━━ INFORMATION GIVEN ━━
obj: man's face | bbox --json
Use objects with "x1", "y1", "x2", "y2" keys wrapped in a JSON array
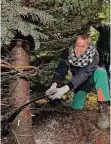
[{"x1": 74, "y1": 37, "x2": 89, "y2": 56}]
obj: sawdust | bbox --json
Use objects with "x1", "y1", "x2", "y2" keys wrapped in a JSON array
[{"x1": 33, "y1": 110, "x2": 110, "y2": 144}]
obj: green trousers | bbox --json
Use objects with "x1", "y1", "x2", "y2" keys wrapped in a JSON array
[{"x1": 72, "y1": 68, "x2": 110, "y2": 109}]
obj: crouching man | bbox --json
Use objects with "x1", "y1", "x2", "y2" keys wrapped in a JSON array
[{"x1": 45, "y1": 33, "x2": 110, "y2": 130}]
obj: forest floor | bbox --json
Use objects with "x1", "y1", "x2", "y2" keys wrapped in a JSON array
[
  {"x1": 32, "y1": 94, "x2": 110, "y2": 144},
  {"x1": 33, "y1": 109, "x2": 110, "y2": 144},
  {"x1": 1, "y1": 94, "x2": 110, "y2": 144}
]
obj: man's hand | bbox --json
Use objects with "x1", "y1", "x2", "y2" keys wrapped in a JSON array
[
  {"x1": 49, "y1": 85, "x2": 70, "y2": 100},
  {"x1": 45, "y1": 83, "x2": 57, "y2": 95}
]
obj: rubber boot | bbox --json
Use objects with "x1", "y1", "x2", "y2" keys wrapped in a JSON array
[{"x1": 97, "y1": 101, "x2": 109, "y2": 130}]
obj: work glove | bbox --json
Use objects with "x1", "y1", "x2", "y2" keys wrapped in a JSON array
[
  {"x1": 49, "y1": 85, "x2": 70, "y2": 100},
  {"x1": 45, "y1": 83, "x2": 57, "y2": 95}
]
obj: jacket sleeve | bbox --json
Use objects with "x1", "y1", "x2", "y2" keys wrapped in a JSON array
[
  {"x1": 53, "y1": 49, "x2": 69, "y2": 83},
  {"x1": 67, "y1": 50, "x2": 99, "y2": 90}
]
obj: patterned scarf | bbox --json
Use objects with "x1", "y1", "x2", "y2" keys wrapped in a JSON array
[{"x1": 68, "y1": 42, "x2": 96, "y2": 67}]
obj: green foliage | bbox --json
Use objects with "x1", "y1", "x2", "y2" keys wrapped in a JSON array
[
  {"x1": 90, "y1": 27, "x2": 99, "y2": 44},
  {"x1": 90, "y1": 0, "x2": 110, "y2": 44},
  {"x1": 2, "y1": 0, "x2": 109, "y2": 92},
  {"x1": 98, "y1": 0, "x2": 110, "y2": 23},
  {"x1": 1, "y1": 0, "x2": 55, "y2": 49},
  {"x1": 38, "y1": 59, "x2": 59, "y2": 86}
]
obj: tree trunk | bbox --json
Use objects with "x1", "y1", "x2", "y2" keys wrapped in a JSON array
[{"x1": 9, "y1": 40, "x2": 36, "y2": 144}]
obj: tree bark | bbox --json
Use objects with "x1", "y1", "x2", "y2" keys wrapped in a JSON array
[{"x1": 9, "y1": 40, "x2": 36, "y2": 144}]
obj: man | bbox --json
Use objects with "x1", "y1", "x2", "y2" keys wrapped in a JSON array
[{"x1": 45, "y1": 34, "x2": 110, "y2": 130}]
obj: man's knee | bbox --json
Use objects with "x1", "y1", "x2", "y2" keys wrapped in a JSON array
[
  {"x1": 93, "y1": 68, "x2": 109, "y2": 85},
  {"x1": 94, "y1": 68, "x2": 107, "y2": 77}
]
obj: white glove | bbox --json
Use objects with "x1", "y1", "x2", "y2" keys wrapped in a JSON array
[
  {"x1": 49, "y1": 85, "x2": 70, "y2": 100},
  {"x1": 45, "y1": 83, "x2": 57, "y2": 95}
]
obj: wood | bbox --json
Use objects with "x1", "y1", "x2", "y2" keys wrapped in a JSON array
[{"x1": 9, "y1": 40, "x2": 36, "y2": 144}]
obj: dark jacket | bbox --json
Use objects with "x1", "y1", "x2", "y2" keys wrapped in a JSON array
[
  {"x1": 93, "y1": 24, "x2": 110, "y2": 71},
  {"x1": 53, "y1": 43, "x2": 99, "y2": 92}
]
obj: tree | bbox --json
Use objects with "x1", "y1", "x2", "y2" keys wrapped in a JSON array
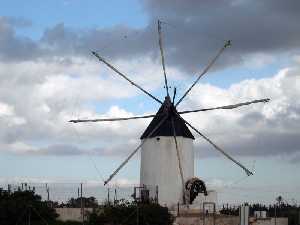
[
  {"x1": 88, "y1": 199, "x2": 174, "y2": 225},
  {"x1": 276, "y1": 196, "x2": 283, "y2": 205},
  {"x1": 0, "y1": 188, "x2": 58, "y2": 225},
  {"x1": 66, "y1": 196, "x2": 98, "y2": 208}
]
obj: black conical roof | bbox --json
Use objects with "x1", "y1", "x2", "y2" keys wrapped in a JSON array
[{"x1": 140, "y1": 97, "x2": 194, "y2": 140}]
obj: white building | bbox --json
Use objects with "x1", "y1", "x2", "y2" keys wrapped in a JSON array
[{"x1": 140, "y1": 97, "x2": 195, "y2": 207}]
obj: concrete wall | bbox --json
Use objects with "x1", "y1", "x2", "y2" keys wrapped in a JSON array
[
  {"x1": 55, "y1": 208, "x2": 93, "y2": 222},
  {"x1": 140, "y1": 136, "x2": 194, "y2": 207},
  {"x1": 174, "y1": 216, "x2": 288, "y2": 225},
  {"x1": 192, "y1": 191, "x2": 218, "y2": 210},
  {"x1": 175, "y1": 215, "x2": 239, "y2": 225},
  {"x1": 251, "y1": 217, "x2": 288, "y2": 225},
  {"x1": 55, "y1": 207, "x2": 288, "y2": 225}
]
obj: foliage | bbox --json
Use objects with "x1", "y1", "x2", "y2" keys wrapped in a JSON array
[
  {"x1": 89, "y1": 199, "x2": 174, "y2": 225},
  {"x1": 266, "y1": 203, "x2": 300, "y2": 225},
  {"x1": 0, "y1": 188, "x2": 173, "y2": 225},
  {"x1": 48, "y1": 221, "x2": 82, "y2": 225},
  {"x1": 220, "y1": 203, "x2": 300, "y2": 225},
  {"x1": 220, "y1": 206, "x2": 239, "y2": 216},
  {"x1": 0, "y1": 188, "x2": 58, "y2": 225},
  {"x1": 60, "y1": 196, "x2": 98, "y2": 208}
]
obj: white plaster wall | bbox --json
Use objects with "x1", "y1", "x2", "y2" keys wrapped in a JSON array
[
  {"x1": 140, "y1": 136, "x2": 194, "y2": 207},
  {"x1": 55, "y1": 208, "x2": 92, "y2": 222},
  {"x1": 175, "y1": 215, "x2": 240, "y2": 225},
  {"x1": 175, "y1": 216, "x2": 288, "y2": 225},
  {"x1": 252, "y1": 218, "x2": 288, "y2": 225},
  {"x1": 191, "y1": 190, "x2": 218, "y2": 211}
]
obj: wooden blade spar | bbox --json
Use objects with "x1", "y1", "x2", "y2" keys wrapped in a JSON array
[
  {"x1": 171, "y1": 117, "x2": 186, "y2": 204},
  {"x1": 178, "y1": 114, "x2": 253, "y2": 176},
  {"x1": 69, "y1": 114, "x2": 156, "y2": 123},
  {"x1": 179, "y1": 98, "x2": 270, "y2": 115},
  {"x1": 92, "y1": 51, "x2": 163, "y2": 104},
  {"x1": 69, "y1": 99, "x2": 270, "y2": 123},
  {"x1": 158, "y1": 20, "x2": 169, "y2": 97},
  {"x1": 175, "y1": 40, "x2": 231, "y2": 107}
]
━━━
§ TASK TO COMPLETE
The answer must be the lines above from the one containing "obj: white glove | bbox --json" through the one containing "obj: white plaster wall | bbox --json", reproduced exactly, with no pictures and nothing else.

§ EXERCISE ANSWER
obj: white glove | bbox --json
Use objects with "x1", "y1", "x2", "y2" keys wrapped in a JSON array
[
  {"x1": 49, "y1": 85, "x2": 70, "y2": 100},
  {"x1": 45, "y1": 83, "x2": 57, "y2": 95}
]
obj: wood | bbox --json
Use objects with "x1", "y1", "x2", "y2" keys wrapped in a JSON array
[{"x1": 9, "y1": 40, "x2": 36, "y2": 144}]
obj: dark jacket | bbox --json
Use objects with "x1", "y1", "x2", "y2" keys wrapped in a JSON array
[
  {"x1": 93, "y1": 24, "x2": 110, "y2": 71},
  {"x1": 53, "y1": 43, "x2": 99, "y2": 92}
]
obj: tree | bbox --json
Use objects with "x1", "y1", "x2", "y2" keys wrapped in a JSON array
[
  {"x1": 88, "y1": 199, "x2": 174, "y2": 225},
  {"x1": 276, "y1": 196, "x2": 283, "y2": 205},
  {"x1": 0, "y1": 188, "x2": 58, "y2": 225},
  {"x1": 66, "y1": 196, "x2": 98, "y2": 208}
]
obj: black conical roof | bbox --json
Use objects with "x1", "y1", "x2", "y2" keys wrapped in a JSON array
[{"x1": 140, "y1": 97, "x2": 194, "y2": 140}]
obj: white building | bbox --json
Use objects with "x1", "y1", "x2", "y2" keys wrapped in a JSON array
[{"x1": 140, "y1": 97, "x2": 195, "y2": 207}]
obj: concrete wall | bbox --json
Use objects with "x1", "y1", "x2", "y2" keys wrapped in a JSON array
[
  {"x1": 55, "y1": 208, "x2": 93, "y2": 222},
  {"x1": 140, "y1": 136, "x2": 194, "y2": 207},
  {"x1": 174, "y1": 216, "x2": 288, "y2": 225},
  {"x1": 192, "y1": 191, "x2": 218, "y2": 210},
  {"x1": 175, "y1": 215, "x2": 239, "y2": 225},
  {"x1": 251, "y1": 217, "x2": 288, "y2": 225},
  {"x1": 55, "y1": 207, "x2": 288, "y2": 225}
]
obj: foliage | bbox --json
Use objects with "x1", "y1", "x2", "y2" keys wrapped in a JSON array
[
  {"x1": 89, "y1": 199, "x2": 174, "y2": 225},
  {"x1": 266, "y1": 203, "x2": 300, "y2": 225},
  {"x1": 0, "y1": 188, "x2": 173, "y2": 225},
  {"x1": 48, "y1": 221, "x2": 82, "y2": 225},
  {"x1": 220, "y1": 203, "x2": 300, "y2": 225},
  {"x1": 220, "y1": 206, "x2": 239, "y2": 216},
  {"x1": 0, "y1": 188, "x2": 58, "y2": 225},
  {"x1": 60, "y1": 196, "x2": 98, "y2": 208}
]
obj: white plaster wall | bbox --json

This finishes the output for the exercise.